Short problem 1:
Answer these questions about the grocery store thread:
(a) In what year did the last Wisconsin Cub Foods store close?
(b) What did Grand Union beer cost for a six-pack?
(c) What store did the South Cumberland A&P become?

Passage shown:
There was one on University Blvd(193) just past the original Ledo's.


----------



## Kyle

Grumpy said:


> There was one on University Blvd(193) just past the original Ledo's.


Dont remember that one. Must be a couple years before my time around there.


----------



## spr1975wshs

One missed here is Cub Foods, we shopped the one a little north of us in Beloit WI when we lived in the village of Rockton, IL.
It was the last Wisconsin store and closed in 2012.

The 3 biggest in my home town were A&P, First National (later known as Finast) and Stop & Shop. Only S&S still exists under the Dalhazie (sic) Group as a sister company to Giant.


----------



## Monello

Growing up in NJ, it was Grand Union, A & P and Shop Rite.  Shop Rite is still there and open in its' original location.


----------



## spr1975wshs

Monello said:


> Grand Union


I'd forgotten about them, had one near the college I went to in Vermont in the late 70's.
Grand Union beer was $0.69 a six-pack.


----------



## TPD

Wasn’t there a Grand Union in Lexington Park?


----------



## GURPS




----------



## gemma_rae

GURPS said:


>



That looks like me shopping!


----------



## stgislander

South Cumberland had A&P and Acme within a mile of each other.  Most of the others I remember were Mom and Pop places.


----------



## Clem72

RoseRed said:


> I remember Alpha Beta in California.


That's where this was, just a little ways north of San Fransisco.  We also had a Safeway and a Petrini's, though no one I knew was fancy enough to shop in Petrini's. It was literally a grocery store that caters to the wealthy and their butcher cost 10x what the normal grocery stores cost.


----------



## RoseRed

Clem72 said:


> That's where this was, just a little ways north of San Fransisco.  We also had a Safeway and a Petrini's, though no one I knew was fancy enough to shop in Petrini's. It was literally a grocery store that caters to the wealthy and their butcher cost 10x what the normal grocery stores cost.


Mine was in Mountain View.  I do remember Petrini's!


----------



## gemma_rae

stgislander said:


> South Cumberland had A&P and Acme within a mile of each other.  Most of the others I remember were Mom and Pop places.


I figured you for Food Land in Grantsville.


----------



## stgislander

gemma_rae said:


> I figured you for Food Land in Grantsville.


Too far to drive.  I guess they were a chain too since there were a couple around the county.  They all became IGA at some point.


----------



## gemma_rae

stgislander said:


> Too far to drive.  I guess they were a chain too since there were a couple around the county.  They all became IGA at some point.


It's closed now. Became a Shop 'n Save.


----------



## stgislander

gemma_rae said:


> It's closed now. Became a Shop 'n Save.


The Acme became a Mor For Less which is now closed, and the A&P became a Save-A-Lot. which is still open thankfully.


----------



## Loper

RoseRed said:


> Mine was in Mountain View.  I do remember Petrini's!


Commissary at Moffett Field


----------



## Kinnakeet

GURPS said:


>



Love the old cars to bad the whole Super Bee was not filmed


----------



## PeoplesElbow

I liked BiLo, which I think still exist in the south. I liked them mostly because I worked at Kroger at the time lol.


----------

[Location identification items]
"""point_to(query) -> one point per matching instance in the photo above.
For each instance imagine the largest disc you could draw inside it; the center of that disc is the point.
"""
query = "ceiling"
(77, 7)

Short problem 2: Recast every line of the location identification records as a JSON list of strings, one string per line, omitting blank lines.

Response 1:
(a) 2012
(b) $0.69
(c) A Save-A-Lot

Response 2:
[
  "\"\"\"point_to(query) -> one point per matching instance in the photo above.",
  "For each instance imagine the largest disc you could draw inside it; the center of that disc is the point.",
  "\"\"\"",
  "query = \"ceiling\"",
  "(77, 7)"
]